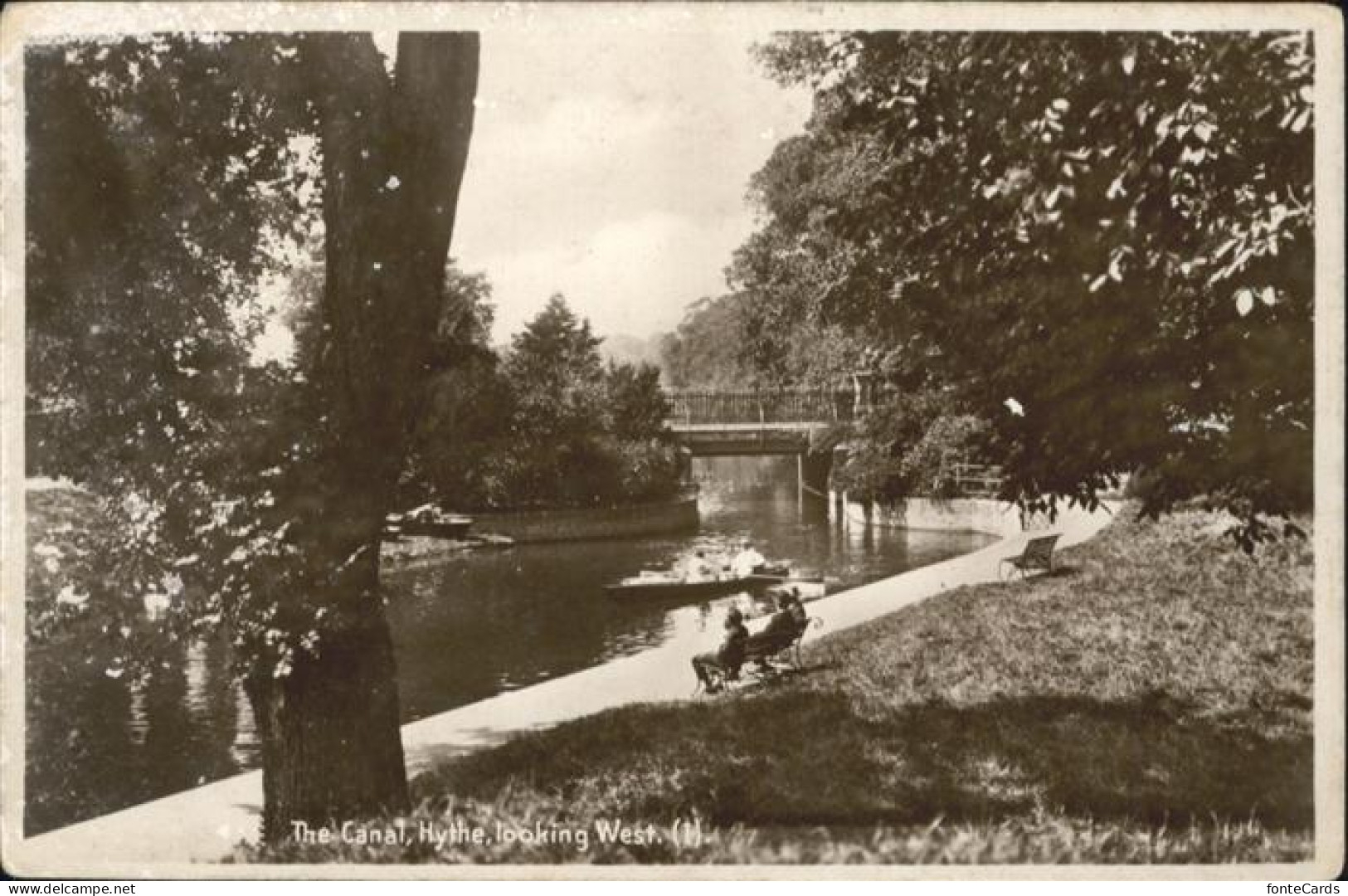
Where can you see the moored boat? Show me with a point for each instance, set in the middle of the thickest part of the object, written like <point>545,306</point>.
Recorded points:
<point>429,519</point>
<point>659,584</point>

★ ★ ★ ★ ★

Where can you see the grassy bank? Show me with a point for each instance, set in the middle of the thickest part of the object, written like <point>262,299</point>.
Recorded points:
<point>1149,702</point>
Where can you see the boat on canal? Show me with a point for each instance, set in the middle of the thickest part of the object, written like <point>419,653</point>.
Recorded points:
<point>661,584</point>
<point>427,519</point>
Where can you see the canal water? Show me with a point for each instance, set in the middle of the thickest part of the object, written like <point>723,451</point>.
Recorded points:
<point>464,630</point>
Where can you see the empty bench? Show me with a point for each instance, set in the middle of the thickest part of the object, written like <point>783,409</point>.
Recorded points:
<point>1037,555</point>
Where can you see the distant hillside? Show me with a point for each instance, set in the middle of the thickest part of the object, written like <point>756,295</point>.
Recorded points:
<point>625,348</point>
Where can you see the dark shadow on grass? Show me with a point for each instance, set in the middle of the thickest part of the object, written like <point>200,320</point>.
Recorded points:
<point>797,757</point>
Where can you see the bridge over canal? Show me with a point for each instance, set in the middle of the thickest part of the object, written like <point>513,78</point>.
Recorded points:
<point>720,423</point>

★ ★ ★ ★ ★

» **Written exercise**: Copy the part of the entries that opens with the line containing "Where can you see the dark" and closes with the line containing "<point>720,423</point>", replacing "bridge over canal" with "footbridge over the canal" and keeping everything else the same.

» **Complete answer**:
Where can you see the dark shadow on grass? Show me with a point for each instance, set in the middle of the thickest part of the object, written like <point>200,320</point>.
Recorded points:
<point>797,757</point>
Where can you see the footbridge over the canal? Show me with a point for each instance, set in the middle of the thickest part of the object, written like <point>513,78</point>.
Recorded points:
<point>720,423</point>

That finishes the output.